> [Testo dato]
⟨

Per questo il Segretario generale della Nato, Jaap de Hoop Scheffer, sta facendo il giro delle capitali europee per chiedere truppe ed aerei, da impiegare in una sorta di guerra per procura. Questo è proprio quello che bisogna scongiurare. Rispetto a questa politica dobbiamo dissociarci per dovere costituzionale. Il problema del come, fa parte dell’arte della politica. Avere ottenuto che il contingente italiano in Afghanistan non sia rinforzato e che non siano mandati i mezzi aerei richiesti dalla Nato per scagliare nuove offensive militari può essere un risultato apprezzabile, però occorre ottenere garanzie – anche sul piano del rapporto fiduciario di governo – che il contingente italiano non verrà impiegato in azioni di controguerriglia, di rastrellamento o di riconquista di territori ostili.

In ogni caso, sia la missione in Afghanistan, sia quella, ancora presente in Iraq, agiscono in un teatro bellico. Per questo non può essere contestato – di per sé – il ricorso al codice penale militare di guerra, previsto dall’art. 16 del decreto legge, in continuazione di quanto già stabilito con la normativa precedente. In questo codice infatti, anche a seguito di recenti modifiche, sono contenute le norme che recepiscono le Convenzioni internazionali del diritto umanitario e vietano gli atti illeciti di guerra, come ricorrere alla tortura o aprire il fuoco contro le ambulanze.

⟩

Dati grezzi

⟨

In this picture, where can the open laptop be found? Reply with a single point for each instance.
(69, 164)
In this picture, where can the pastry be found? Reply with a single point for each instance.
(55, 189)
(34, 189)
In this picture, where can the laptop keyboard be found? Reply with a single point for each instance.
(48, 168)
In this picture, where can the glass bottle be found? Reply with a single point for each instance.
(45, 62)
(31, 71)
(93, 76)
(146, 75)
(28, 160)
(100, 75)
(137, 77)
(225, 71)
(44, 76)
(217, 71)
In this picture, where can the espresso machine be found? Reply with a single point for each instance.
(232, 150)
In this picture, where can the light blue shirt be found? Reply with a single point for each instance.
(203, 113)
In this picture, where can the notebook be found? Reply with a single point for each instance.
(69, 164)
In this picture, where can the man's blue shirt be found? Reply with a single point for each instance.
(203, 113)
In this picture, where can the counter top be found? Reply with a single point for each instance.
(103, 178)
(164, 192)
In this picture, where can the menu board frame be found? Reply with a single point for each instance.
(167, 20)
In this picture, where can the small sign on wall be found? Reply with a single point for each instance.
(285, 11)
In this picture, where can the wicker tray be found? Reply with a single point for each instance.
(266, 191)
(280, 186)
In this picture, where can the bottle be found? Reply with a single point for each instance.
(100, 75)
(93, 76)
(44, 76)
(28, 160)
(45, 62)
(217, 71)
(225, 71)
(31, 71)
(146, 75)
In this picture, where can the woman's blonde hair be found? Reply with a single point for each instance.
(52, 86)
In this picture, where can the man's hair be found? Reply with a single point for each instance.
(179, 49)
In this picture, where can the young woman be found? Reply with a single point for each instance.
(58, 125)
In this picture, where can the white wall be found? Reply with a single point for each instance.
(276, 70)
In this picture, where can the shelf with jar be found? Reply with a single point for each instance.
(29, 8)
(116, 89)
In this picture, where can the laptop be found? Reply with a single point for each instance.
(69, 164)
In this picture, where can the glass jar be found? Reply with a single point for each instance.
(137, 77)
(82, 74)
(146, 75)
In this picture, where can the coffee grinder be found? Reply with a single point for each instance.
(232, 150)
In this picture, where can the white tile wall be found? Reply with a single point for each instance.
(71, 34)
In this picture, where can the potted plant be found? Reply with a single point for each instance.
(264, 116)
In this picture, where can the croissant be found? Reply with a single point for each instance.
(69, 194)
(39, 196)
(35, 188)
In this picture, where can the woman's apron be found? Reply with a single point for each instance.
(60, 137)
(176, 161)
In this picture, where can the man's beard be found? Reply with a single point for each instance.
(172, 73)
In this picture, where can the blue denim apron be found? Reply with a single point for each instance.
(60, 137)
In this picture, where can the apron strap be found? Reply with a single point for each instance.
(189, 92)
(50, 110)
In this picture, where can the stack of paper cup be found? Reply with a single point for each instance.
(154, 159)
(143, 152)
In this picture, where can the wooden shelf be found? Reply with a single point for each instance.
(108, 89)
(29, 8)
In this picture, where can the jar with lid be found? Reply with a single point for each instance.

⟩

> [Problemi da risolvere]
1 > Cita dal testo sulle missioni militari tutto ciò che va da "Per questo il" fino a "di territori ostili.".
2 > Converti in una tabella Markdown le righe dell'elenco, da quella che contiene "In this picture, where can the woman's apron" fino alla fine dell'elenco, con le colonne Numero e Riga dell'elenco. Escludi le righe vuote.

> [Soluzioni per esercizio]
1 >
Per questo il Segretario generale della Nato, Jaap de Hoop Scheffer, sta facendo il giro delle capitali europee per chiedere truppe ed aerei, da impiegare in una sorta di guerra per procura. Questo è proprio quello che bisogna scongiurare. Rispetto a questa politica dobbiamo dissociarci per dovere costituzionale. Il problema del come, fa parte dell’arte della politica. Avere ottenuto che il contingente italiano in Afghanistan non sia rinforzato e che non siano mandati i mezzi aerei richiesti dalla Nato per scagliare nuove offensive militari può essere un risultato apprezzabile, però occorre ottenere garanzie – anche sul piano del rapporto fiduciario di governo – che il contingente italiano non verrà impiegato in azioni di controguerriglia, di rastrellamento o di riconquista di territori ostili.

2 >
| Numero | Riga dell'elenco |
|---|---|
| 1 | In this picture, where can the woman's apron be found? Reply with a single point for each instance. |
| 2 | (60, 137) |
| 3 | (176, 161) |
| 4 | In this picture, where can the man's beard be found? Reply with a single point for each instance. |
| 5 | (172, 73) |
| 6 | In this picture, where can the blue denim apron be found? Reply with a single point for each instance. |
| 7 | (60, 137) |
| 8 | In this picture, where can the apron strap be found? Reply with a single point for each instance. |
| 9 | (189, 92) |
| 10 | (50, 110) |
| 11 | In this picture, where can the stack of paper cup be found? Reply with a single point for each instance. |
| 12 | (154, 159) |
| 13 | (143, 152) |
| 14 | In this picture, where can the wooden shelf be found? Reply with a single point for each instance. |
| 15 | (108, 89) |
| 16 | (29, 8) |
| 17 | In this picture, where can the jar with lid be found? Reply with a single point for each instance. |